Task to complete - Which lines of the material hold the word "test"? Copy each one.

Record excerpts -
● ● ●

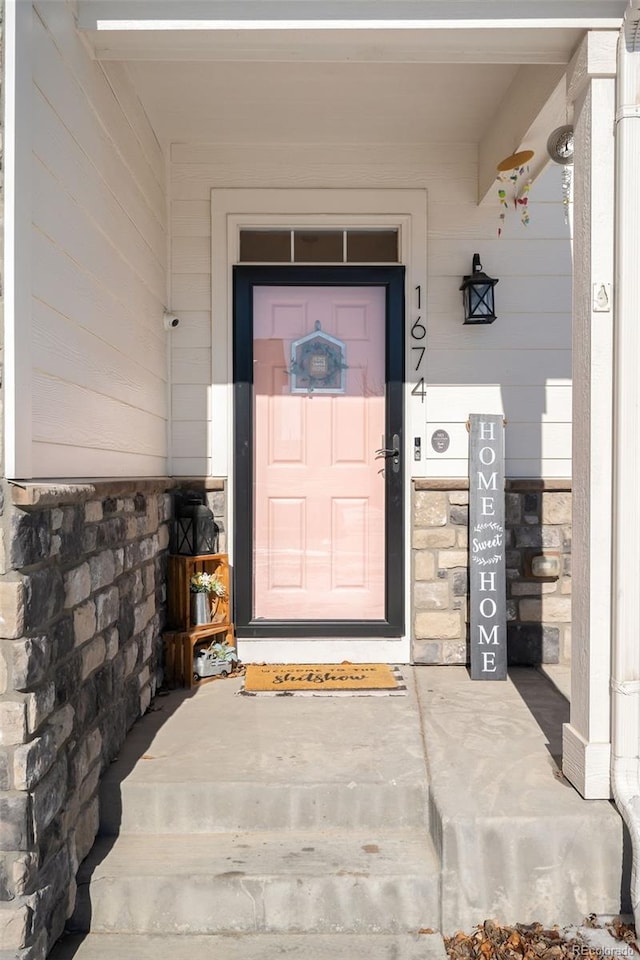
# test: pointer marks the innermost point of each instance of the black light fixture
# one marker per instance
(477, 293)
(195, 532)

● ● ●

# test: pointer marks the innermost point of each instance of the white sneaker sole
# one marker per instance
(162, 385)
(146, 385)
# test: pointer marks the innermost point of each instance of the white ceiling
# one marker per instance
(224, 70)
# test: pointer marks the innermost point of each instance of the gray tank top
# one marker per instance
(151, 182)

● ● ●

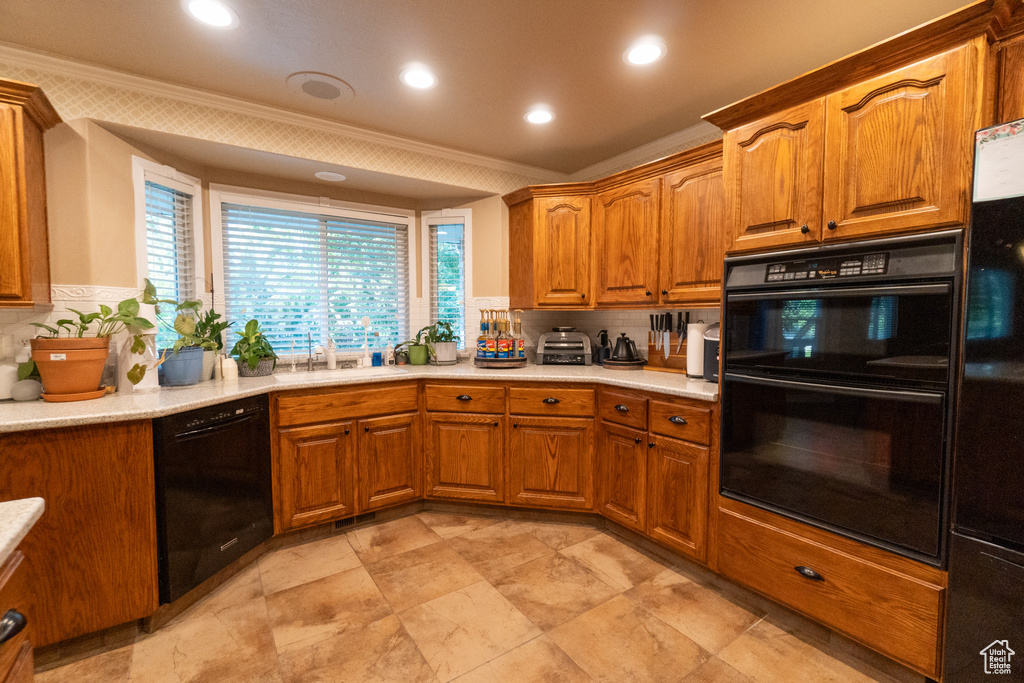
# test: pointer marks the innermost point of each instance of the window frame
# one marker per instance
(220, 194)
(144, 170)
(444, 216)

● ● ●

Answer box -
# test: pointer marks the innermost point of each instance of the black light fixture
# test: pointer marks the innermost point of each instance of the white sneaker sole
# test: pointer marks the innermost point of each instance of the white ceiling
# test: pointer marks the innermost point of each instance of the gray tank top
# test: pointer marks the innermost point of each instance of the window frame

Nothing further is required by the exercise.